BEGIN GIVEN ENTRIES
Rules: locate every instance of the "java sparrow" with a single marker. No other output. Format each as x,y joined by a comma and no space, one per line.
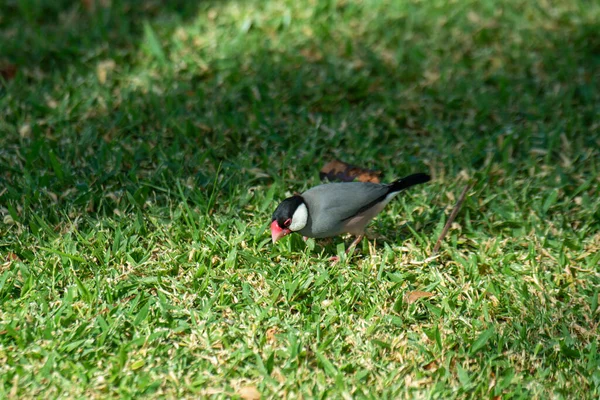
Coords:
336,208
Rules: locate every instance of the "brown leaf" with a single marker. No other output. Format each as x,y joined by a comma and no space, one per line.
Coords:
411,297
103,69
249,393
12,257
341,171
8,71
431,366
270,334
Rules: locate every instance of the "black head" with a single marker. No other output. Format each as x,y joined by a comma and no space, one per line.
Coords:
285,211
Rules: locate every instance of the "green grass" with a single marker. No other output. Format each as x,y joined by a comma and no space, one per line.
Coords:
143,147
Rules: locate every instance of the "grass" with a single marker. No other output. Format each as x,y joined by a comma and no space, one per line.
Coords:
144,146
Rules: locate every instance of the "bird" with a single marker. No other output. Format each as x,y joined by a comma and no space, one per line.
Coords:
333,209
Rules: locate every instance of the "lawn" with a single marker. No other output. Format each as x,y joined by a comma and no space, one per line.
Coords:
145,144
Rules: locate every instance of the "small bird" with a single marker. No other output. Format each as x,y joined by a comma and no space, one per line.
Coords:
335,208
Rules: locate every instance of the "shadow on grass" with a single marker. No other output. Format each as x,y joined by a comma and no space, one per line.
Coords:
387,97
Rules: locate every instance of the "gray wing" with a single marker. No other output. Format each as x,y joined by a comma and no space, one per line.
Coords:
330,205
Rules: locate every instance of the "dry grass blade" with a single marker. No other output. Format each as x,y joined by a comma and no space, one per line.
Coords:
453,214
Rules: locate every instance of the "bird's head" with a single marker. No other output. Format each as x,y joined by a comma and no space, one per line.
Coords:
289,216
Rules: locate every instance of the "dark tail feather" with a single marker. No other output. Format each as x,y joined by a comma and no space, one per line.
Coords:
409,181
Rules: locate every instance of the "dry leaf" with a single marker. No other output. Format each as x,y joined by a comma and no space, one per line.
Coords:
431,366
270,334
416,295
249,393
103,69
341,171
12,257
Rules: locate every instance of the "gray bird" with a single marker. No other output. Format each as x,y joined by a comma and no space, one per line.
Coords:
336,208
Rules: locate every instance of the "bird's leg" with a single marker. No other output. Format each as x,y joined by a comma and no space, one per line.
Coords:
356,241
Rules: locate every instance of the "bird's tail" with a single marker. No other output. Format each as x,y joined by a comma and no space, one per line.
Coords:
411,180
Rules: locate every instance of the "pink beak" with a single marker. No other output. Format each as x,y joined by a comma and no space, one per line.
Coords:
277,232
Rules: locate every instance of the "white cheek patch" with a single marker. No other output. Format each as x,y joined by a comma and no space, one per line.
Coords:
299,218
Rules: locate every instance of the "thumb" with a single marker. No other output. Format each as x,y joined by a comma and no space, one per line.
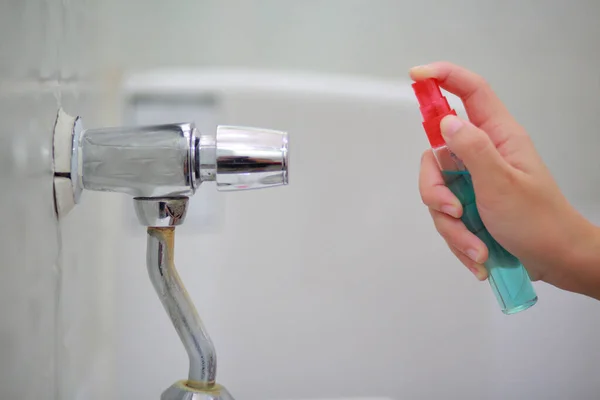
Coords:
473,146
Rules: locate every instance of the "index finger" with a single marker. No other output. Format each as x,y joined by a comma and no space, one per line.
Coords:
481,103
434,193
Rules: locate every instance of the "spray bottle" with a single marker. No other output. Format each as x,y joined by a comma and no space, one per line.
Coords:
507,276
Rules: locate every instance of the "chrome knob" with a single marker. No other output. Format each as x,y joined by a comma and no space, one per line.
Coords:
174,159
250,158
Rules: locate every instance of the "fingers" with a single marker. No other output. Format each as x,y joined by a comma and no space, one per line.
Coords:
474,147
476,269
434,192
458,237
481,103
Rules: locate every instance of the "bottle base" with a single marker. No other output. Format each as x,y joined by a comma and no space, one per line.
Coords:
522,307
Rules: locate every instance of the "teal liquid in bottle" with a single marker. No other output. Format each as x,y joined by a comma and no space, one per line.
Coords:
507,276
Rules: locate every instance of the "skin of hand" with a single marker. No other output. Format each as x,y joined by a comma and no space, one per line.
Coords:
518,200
END GIVEN ENTRIES
▶ _ACTIVITY_: Leave the images behind and write out every entry exactly.

▶ _RESPONSE AREA_:
Rules: locate every instance of the "java sparrow" with a single marker. No other output. Format each as x,y joined by a comma and no space, one per line.
Coords:
336,208
Rules: locate every instance of the "brown leaf" with a single marker. No other output. Format each as x,y joined by a comma and no space, one per line.
Coords:
411,297
103,69
249,393
12,257
341,171
8,71
431,366
270,334
Rules: locate every instance of the "black head" with a single marker. No other output. Format each as x,y joined by a comma and no space, one per line.
Coords:
285,211
Rules: locate every instance of the "green grass" with a single marker. No other output. Format each as x,y joined by a comma and no space, one per line.
Coords:
143,147
Rules: locate every instance of the "grass" with a single marker. No other output. Format each as x,y joined by a comma and no space, one per line.
Coords:
144,146
Rules: locate every instance of the "bird" with a single marker. No other output. Format each as x,y joined by a comma and no space, one per line.
Coords:
333,209
Rules: locate every instance of the "lawn" with a single marker. No other output. Format each as x,y joined by a comma and no space, one per line.
Coords:
145,144
Rules: locate every instance of the "small bird" with a single marker. No other output. Format each as x,y joined by a comma and no space, one per line.
Coords:
335,208
Rules: locate every instance of the "shadow on grass" with a single marker. No other output. Format each as x,y joined by a comma and no space, one per line.
Coords:
387,97
Rules: locate every instance of the "gray wing" with a single marker. No other output. Format each as x,y joined by a comma and no space, one per line.
Coords:
330,205
Rules: locate every instance of the "dry grass blade" with a single marker. No other output. Format each as x,y joined by a comma and no space, one per line.
Coords:
453,214
Rules: locate every instance of the "bird's head" with a single marker. No other output. Format each as x,y joined by a comma and no space, one per line.
Coords:
289,216
Rules: locate every instance of the "dark tail feather" with a single marker. No other output. Format each as x,y joined by a comma and no space, one per line.
Coords:
409,181
Rules: locate every instance of the "dry leaf" with a single marker. No other output. Format each as x,y joined by a comma and no space, one per line.
Coords:
431,366
270,334
416,295
249,393
103,69
341,171
12,257
Rules: locate every instance of the "gray bird" with a single marker. No other output. Format each as x,y joined by a comma and no space, one per line.
Coords:
336,208
Rules: locate every instance of the "bird's leg" with a single marker. No other output. Format each as x,y joined by a comma and no space, one per line.
Coords:
356,241
Rules: locate every instance of the "bird's tail" with a single marker. No other output. Format each as x,y joined by a comma and no space, one per line.
Coords:
411,180
Rules: locate every instance of the "pink beak" with a single marker. No other output. Format each as x,y joined by a comma and no space, one per line.
Coords:
277,232
Rules: locate every instance of the "white cheek patch" with a single marker. No other output. Format each as x,y joined by a comma and no space, one per line.
Coords:
299,218
Rules: locate every instance of the "thumb" with a single marker. No other output. Format each as x,y joined by a comma and no space, one per line.
Coords:
473,146
Rules: locate every instance of the "index finger" with a single marker. No other output. Format each as x,y joined by a comma and no space, one per line.
Coords:
481,103
434,193
Rules: locate every instance of the "spray bottle" with a single marker. No other output. Format each as x,y joined by a comma and no space, one per line.
Coords:
507,276
Rules: locate every instance of the "chrome knob" with a single marker. No other output. Format each as x,y joined by a comma and no space, one per line.
Coords:
174,159
250,158
Rules: locate every instance of the "fingers" with a single marker. No other output. Format each as x,y joined by a comma and no space, one per line.
Coords:
474,147
476,269
434,192
458,237
481,103
Rules: locate every instance of the "bottle base" with a single marker. No other output. Format each as x,y joined by a comma and no space, one per line.
Coords:
522,307
Rules: locate every instance of the "teal liquid in bottle" with a single marker. No other output. Format each as x,y joined by a comma and no space, one per line.
Coords:
507,276
Rules: locate every instance of the "skin of hand" with a single marker. No other output. Format each as x,y joined by a comma and no space, one per line.
Coords:
518,200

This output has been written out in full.